▶ **TASKS FOR THIS EXERCISE**:
1. In the article on Armenia and NATO, rewrite the paragraph beginning "The deployments and the launch of IPAP" in fewer words while keeping its main facts.
2. Rescale the listing by reproducing all its lines, requests included, with each point coordinate in the answers multiplied by 1.55 and rounded to the nearest whole number, halves rounding up. Leave the pictures out, and leave the numbers in the requests and their format samples unchanged.

▶ **EXTRACT PROVIDED**:
+---+

NATO has strongly criticized Russia, Armenia’s closest military ally, for its massive military campaign in Georgia that followed Tbilisi’s ill-fated attempt to retake South Ossetia. It has also condemned Moscow’s decision to recognize South Ossetia and another breakaway region, Abkhazia, as independent states.

The Kremlin has responded by freezing military cooperation and cutting diplomatic contacts with NATO. The Russian ambassador at the NATO headquarters in Brussels was recalled for consultations last week.

Colonel Seyran Shahsuvarian, a spokesman for the Armenian Defense Ministry, told RFE/RL that Armenia’s cooperation programs with NATO have not been affected by the growing acrimony that has fueled talk of another “cold war” between Russia and the West. “There have been no changes in our cooperation with NATO,” he said. “It’s business as usual.”

Shahsuvarian made clear that Armenian peace-keeping troops will continue to serve in Kosovo and Iraq as part of multinational forces led by NATO and the United States respectively.

As recently as in June, the number of Armenian soldiers deployed in the former Serbian province since early 2004 was doubled to 70. Armenia also sent about 50 non-combat military personnel in Iraq later in 2004. It went on to sign an “individual partnership action plan,” or IPAP, with NATO a year later.

The deployments and the launch of IPAP underscored Yerevan’s desire to complement its military alliance with Moscow with closer defense and security links with the West. Those ties will also be highlighted by a NATO-led military exercises that are scheduled to take place in Armenia from September 29 through October 21. More than a thousand soldiers representing 21 nations, including the U.S. and Georgia, are expected to practice joint military operations.

Shahsuvarian said the drills will go ahead despite the uncertain security situation in Georgia. “Armenia is preparing for the NATO exercises,” he said. “Everything is going according to plan.”

Armenia already hosted similar NATO-led exercises in June 2003.

+---+

Location identification entries:
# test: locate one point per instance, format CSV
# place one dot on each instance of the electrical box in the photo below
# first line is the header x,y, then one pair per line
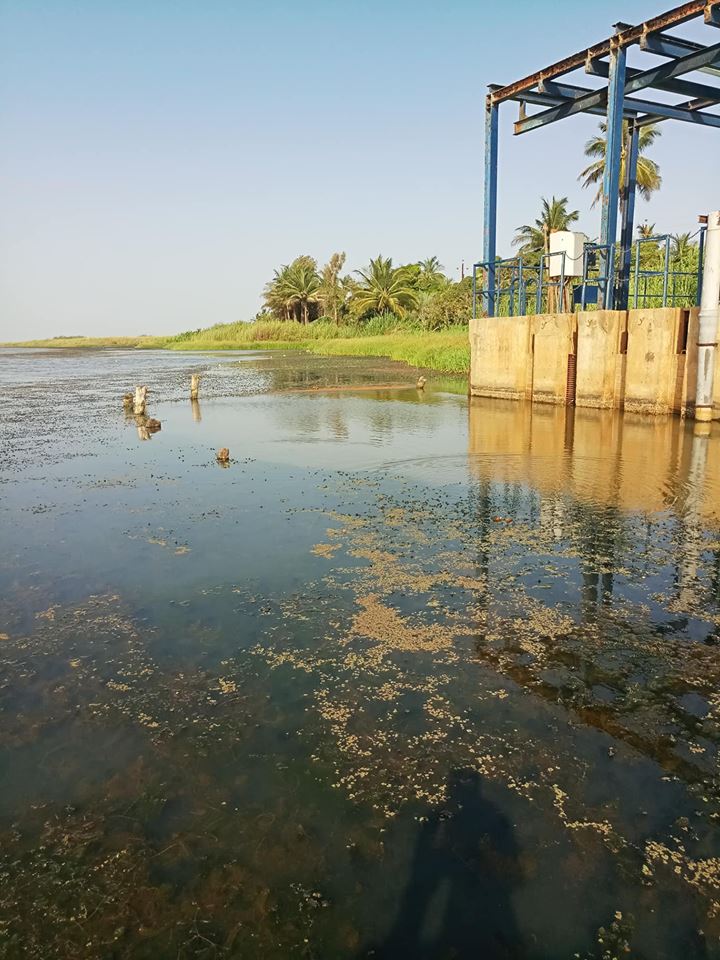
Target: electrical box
x,y
572,245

+---+

▶ **TASK SOLUTIONS**:
1. The deployments and IPAP showed that Yerevan wants closer defense and security ties with the West alongside its military alliance with Moscow. NATO-led exercises in Armenia from September 29 through October 21 will also highlight those ties. More than a thousand soldiers from 21 nations, including the U.S. and Georgia, are expected to practice joint operations there.

2.
# test: locate one point per instance, format CSV
# place one dot on each instance of the electrical box in the photo below
# first line is the header x,y, then one pair per line
Target: electrical box
x,y
887,380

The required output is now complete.